Tekstfragment:

Voor alle standaarden en alle rapportage-eisen en datapunten binnen iedere ESRS moet
                     de onderneming een materialiteitsanalyse uitvoeren (behalve voor de rapportage-eisen
                     vermeld in de standaard «Algemene toelichtingen»). De materialiteitstoets bevordert
                     de kwaliteit van verslaggeving omdat de onderneming zich bij de verslaggeving kan
                     focussen op de voor haar relevante, en daarmee meest impactvolle activiteiten. Rapportage-eisen
                     die onder materialiteit vallen, zijn echter niet vrijwillig, zo benadruk ik. De ESRS
                     schrijven namelijk voor dat ondernemingen een robuuste materialiteitsanalyse moeten
                     uitvoeren die ervoor moet zorgen dat alle informatie die noodzakelijk is om aan de
                     doelstellingen en vereisten van de CSRD te voldoen, zullen worden gerapporteerd.24
Een duurzaamheidsthema is materieel uit oogpunt van impact wanneer het betrekking
                     heeft op de materiële, daadwerkelijke of potentiële, positieve of negatieve impacts
                     van de onderneming op mens of milieu op korte, middellange en lange termijn. Om de
                     materialiteit van negatieve impact vast te stellen, kijkt de onderneming naar de waarschijnlijkheid
                     dat een risico voorkomt en de ernst van de negatieve impact. Ernst beoordelen doet
                     de onderneming door te kijken naar de schaal, reikwijdte en onomkeerbaarheid. Schaal
                     verwijst hierbij naar de heftigheid van het negatieve gevolg. Reikwijdte ziet toe
                     op het bereik van het gevolg, bijvoorbeeld het aantal mensen dat wordt getroffen.

Takenlijst:
1. Haal uit de items elke regel die de string "windshield" bevat.
2. Geef alsjeblieft het vervolg van het tekstfragment over de materialiteitsanalyse volgens de ESRS, aansluitend op de laatste zin.

Aangeleverde items:
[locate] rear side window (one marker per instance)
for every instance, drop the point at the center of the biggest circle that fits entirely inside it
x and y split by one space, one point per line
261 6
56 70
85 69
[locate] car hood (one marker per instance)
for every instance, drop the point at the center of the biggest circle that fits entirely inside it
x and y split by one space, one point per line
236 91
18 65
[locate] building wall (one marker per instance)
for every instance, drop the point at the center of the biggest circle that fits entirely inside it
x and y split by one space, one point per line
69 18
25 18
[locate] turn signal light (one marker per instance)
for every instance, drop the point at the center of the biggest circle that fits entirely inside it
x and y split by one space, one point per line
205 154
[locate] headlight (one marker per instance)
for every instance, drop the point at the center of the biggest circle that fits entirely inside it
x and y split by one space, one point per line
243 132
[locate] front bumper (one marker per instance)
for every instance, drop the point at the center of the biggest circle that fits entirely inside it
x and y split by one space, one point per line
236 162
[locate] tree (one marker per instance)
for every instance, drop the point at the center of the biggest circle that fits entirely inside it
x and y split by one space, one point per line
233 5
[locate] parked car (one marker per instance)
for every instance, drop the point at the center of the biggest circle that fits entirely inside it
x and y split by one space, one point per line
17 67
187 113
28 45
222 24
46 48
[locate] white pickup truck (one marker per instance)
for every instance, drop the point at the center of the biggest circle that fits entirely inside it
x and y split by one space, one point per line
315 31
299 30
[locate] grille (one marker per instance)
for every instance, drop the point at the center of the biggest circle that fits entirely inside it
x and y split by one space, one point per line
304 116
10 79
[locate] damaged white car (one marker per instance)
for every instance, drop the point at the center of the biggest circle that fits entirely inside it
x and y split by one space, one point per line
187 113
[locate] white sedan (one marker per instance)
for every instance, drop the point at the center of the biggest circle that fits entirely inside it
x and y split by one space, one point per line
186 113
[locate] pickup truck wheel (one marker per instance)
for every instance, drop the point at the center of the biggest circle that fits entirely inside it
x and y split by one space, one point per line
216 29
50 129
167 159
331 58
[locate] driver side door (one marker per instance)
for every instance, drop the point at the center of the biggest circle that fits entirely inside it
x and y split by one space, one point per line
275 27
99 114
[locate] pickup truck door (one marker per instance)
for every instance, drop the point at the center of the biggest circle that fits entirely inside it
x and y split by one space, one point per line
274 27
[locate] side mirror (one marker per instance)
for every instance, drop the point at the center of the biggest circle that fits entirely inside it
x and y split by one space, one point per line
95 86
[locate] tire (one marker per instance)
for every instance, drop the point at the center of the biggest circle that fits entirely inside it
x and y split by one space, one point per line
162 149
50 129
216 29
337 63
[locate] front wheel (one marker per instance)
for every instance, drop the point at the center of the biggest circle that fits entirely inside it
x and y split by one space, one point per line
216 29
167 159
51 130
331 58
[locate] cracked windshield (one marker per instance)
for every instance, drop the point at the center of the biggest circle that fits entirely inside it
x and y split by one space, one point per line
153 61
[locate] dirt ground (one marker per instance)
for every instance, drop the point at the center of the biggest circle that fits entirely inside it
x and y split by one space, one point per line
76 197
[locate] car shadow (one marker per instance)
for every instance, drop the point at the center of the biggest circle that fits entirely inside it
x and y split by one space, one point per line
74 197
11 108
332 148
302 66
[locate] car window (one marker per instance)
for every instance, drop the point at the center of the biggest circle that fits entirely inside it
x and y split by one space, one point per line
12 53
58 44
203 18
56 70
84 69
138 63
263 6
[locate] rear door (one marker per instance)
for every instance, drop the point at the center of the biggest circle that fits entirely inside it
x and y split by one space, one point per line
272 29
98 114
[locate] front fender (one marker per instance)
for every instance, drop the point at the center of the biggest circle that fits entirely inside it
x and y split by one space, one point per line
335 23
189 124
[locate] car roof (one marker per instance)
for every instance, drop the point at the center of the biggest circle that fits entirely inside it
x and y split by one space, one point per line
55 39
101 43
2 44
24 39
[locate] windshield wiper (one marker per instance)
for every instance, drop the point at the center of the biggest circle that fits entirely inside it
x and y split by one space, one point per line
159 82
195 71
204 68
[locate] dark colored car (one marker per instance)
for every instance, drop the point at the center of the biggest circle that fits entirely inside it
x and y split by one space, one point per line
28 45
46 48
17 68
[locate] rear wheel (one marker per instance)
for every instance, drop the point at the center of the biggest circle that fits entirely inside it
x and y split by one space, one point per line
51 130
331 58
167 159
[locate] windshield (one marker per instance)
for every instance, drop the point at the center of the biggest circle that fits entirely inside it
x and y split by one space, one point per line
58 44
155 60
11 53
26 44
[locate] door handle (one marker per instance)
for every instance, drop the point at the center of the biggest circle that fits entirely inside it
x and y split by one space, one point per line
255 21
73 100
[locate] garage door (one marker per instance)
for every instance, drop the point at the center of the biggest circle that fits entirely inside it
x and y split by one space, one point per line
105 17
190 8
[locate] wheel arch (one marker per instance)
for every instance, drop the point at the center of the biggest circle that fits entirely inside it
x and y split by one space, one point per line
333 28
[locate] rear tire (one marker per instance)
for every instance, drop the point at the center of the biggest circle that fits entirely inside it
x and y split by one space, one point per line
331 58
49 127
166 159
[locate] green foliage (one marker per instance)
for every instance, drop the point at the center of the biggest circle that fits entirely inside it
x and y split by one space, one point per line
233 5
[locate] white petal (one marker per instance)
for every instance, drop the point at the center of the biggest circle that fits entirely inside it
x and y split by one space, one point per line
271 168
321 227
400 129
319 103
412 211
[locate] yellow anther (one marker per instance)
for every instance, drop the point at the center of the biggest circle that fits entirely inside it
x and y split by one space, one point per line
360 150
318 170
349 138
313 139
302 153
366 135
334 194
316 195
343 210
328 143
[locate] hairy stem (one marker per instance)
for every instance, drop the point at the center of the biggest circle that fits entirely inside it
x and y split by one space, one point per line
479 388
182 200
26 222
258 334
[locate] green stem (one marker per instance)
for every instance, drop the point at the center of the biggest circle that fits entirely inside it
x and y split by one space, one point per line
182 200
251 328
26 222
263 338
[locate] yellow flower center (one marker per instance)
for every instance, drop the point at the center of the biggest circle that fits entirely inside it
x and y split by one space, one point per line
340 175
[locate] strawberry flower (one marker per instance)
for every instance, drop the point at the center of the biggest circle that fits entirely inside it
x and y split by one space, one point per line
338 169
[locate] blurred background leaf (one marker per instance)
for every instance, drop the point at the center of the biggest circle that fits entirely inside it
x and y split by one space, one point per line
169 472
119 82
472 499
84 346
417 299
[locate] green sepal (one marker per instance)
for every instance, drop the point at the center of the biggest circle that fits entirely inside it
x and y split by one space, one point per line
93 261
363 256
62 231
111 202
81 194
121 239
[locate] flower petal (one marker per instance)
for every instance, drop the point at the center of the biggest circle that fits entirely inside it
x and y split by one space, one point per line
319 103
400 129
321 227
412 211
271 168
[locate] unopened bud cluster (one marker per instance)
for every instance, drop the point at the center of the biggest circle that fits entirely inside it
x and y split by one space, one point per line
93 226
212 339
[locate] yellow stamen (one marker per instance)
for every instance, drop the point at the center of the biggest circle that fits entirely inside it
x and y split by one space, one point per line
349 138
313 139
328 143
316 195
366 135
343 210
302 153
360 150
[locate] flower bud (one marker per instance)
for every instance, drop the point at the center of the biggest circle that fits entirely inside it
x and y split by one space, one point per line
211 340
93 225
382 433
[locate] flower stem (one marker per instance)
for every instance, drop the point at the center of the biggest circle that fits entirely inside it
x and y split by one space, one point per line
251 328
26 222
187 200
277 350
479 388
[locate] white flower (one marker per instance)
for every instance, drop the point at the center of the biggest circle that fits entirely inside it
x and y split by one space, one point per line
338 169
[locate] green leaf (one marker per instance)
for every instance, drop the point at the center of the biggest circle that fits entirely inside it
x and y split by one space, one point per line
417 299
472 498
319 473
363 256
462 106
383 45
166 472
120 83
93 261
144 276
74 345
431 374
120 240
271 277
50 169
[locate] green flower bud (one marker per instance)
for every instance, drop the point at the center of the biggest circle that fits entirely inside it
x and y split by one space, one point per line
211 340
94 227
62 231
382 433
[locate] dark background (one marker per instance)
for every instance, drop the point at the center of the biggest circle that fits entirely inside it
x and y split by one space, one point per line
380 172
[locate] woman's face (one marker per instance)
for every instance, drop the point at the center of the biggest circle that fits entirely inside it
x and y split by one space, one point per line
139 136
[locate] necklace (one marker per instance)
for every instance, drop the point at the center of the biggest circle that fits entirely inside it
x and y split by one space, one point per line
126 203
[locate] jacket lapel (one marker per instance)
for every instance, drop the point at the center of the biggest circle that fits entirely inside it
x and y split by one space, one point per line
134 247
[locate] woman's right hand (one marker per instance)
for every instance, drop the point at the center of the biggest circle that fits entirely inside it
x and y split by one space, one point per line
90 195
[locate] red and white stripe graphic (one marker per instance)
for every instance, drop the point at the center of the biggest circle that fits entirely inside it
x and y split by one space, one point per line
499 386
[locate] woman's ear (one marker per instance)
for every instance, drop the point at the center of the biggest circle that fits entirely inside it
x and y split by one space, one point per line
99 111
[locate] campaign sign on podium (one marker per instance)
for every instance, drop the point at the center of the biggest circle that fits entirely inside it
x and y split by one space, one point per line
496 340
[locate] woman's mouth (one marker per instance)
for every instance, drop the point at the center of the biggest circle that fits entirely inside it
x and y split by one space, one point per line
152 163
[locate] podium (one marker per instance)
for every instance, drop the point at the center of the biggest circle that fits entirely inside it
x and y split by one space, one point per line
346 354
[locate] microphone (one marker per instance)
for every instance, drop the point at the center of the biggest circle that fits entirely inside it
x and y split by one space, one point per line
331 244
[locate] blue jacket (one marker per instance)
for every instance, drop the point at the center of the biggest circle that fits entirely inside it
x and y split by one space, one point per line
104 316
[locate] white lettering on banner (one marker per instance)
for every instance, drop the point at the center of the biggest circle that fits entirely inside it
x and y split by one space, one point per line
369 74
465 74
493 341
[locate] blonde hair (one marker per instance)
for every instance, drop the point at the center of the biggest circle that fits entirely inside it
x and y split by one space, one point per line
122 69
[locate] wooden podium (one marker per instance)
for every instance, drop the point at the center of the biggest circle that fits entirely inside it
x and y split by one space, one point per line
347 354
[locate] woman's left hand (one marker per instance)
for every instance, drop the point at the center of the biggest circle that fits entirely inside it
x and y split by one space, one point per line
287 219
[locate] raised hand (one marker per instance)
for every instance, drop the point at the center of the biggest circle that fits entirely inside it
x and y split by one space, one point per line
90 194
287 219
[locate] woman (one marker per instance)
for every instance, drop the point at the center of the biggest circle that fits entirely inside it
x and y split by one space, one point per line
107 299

Uitvoer:
1.
[locate] cracked windshield (one marker per instance)
[locate] windshield wiper (one marker per instance)
[locate] windshield (one marker per instance)

2.
                     Onomkeerbaarheid verwijst naar de grenzen aan de mogelijkheden om de situatie van
                     de getroffen personen of het milieu te herstellen naar de situatie voorafgaand aan
                     de negatieve impact. Vervolgens dient de onderneming waarschijnlijkheid tegen ernst
                     af te zetten om inzicht te krijgen welke negatieve impacts sowieso materieel zijn
                     en mogelijk materieel. Ernst gaat vóór waarschijnlijkheid en weegt dus zwaarder.
                  
Voor daadwerkelijke positieve impacts is materialiteit gebaseerd op de schaal en reikwijdte
                     van de impacts. Bij potentiële positieve impacts is de materialiteit gebaseerd op
                     de schaal, reikwijdte en waarschijnlijkheid van de impacts.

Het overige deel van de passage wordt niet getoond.